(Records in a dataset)
┏━━
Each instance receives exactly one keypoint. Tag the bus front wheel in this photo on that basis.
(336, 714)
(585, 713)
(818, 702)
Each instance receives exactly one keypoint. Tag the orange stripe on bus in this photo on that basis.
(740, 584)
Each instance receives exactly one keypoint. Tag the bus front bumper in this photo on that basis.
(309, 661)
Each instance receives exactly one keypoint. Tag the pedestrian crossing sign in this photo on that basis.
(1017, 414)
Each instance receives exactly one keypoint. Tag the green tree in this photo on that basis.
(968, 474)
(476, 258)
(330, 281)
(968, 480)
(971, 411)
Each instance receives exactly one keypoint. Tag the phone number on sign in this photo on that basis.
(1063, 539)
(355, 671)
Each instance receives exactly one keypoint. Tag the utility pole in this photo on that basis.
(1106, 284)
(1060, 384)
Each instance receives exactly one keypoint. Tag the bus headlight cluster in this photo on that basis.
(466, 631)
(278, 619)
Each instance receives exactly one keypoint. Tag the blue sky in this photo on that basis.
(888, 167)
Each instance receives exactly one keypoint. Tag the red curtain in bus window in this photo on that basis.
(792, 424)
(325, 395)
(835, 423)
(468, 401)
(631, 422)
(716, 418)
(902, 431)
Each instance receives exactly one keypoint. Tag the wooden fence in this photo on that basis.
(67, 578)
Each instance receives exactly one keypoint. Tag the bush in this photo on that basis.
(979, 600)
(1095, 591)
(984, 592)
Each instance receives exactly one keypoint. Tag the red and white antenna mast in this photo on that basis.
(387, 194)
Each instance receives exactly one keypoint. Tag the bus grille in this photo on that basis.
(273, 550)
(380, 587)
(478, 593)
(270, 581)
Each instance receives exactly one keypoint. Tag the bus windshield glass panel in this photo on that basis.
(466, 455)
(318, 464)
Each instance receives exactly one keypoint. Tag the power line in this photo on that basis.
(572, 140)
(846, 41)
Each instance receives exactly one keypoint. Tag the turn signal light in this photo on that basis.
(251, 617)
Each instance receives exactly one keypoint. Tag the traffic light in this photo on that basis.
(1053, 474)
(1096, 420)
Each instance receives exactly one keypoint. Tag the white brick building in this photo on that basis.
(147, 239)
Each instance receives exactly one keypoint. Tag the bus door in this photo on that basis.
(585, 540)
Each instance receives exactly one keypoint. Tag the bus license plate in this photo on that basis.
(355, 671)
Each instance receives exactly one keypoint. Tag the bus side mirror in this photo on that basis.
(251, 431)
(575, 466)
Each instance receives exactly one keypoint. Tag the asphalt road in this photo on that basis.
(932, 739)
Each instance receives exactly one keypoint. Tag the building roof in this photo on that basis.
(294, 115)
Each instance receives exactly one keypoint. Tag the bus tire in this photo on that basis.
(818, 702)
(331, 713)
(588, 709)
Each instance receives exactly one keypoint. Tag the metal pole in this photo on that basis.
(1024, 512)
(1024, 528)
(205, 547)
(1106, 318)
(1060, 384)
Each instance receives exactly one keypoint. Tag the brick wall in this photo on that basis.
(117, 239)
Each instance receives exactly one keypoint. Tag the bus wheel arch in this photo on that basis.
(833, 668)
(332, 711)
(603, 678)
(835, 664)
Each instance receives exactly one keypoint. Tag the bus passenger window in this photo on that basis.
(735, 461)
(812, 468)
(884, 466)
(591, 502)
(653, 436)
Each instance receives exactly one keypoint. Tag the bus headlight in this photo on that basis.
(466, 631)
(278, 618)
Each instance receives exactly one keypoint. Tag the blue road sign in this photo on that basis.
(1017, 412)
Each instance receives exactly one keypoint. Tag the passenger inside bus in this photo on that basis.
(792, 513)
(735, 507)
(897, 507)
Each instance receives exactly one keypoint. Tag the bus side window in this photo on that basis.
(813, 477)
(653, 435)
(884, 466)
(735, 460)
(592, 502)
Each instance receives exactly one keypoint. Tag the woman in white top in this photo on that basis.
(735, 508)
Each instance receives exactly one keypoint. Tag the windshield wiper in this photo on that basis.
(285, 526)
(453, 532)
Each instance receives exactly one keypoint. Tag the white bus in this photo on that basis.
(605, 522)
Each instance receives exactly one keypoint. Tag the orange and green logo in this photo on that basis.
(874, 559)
┗━━
# Exercise details
Can you rewrite the material from its first line through the line that has "(1017, 414)", keeping the requests as they are but moving each coordinate value up by 75?

# Task answer
Each instance receives exactly one keypoint. Tag the bus front wheel in this photo on that basis.
(411, 789)
(660, 788)
(893, 777)
Each instance receives exactly one keypoint. Tag the orange stripe on bus in this photo on that basis.
(815, 659)
Each instance receives exactly one keypoint. Tag the bus front bumper in this photo on that basis.
(384, 736)
Each instance receives exactly one keypoint. Tag the pedestrian crossing sign in this photo on that basis.
(1092, 489)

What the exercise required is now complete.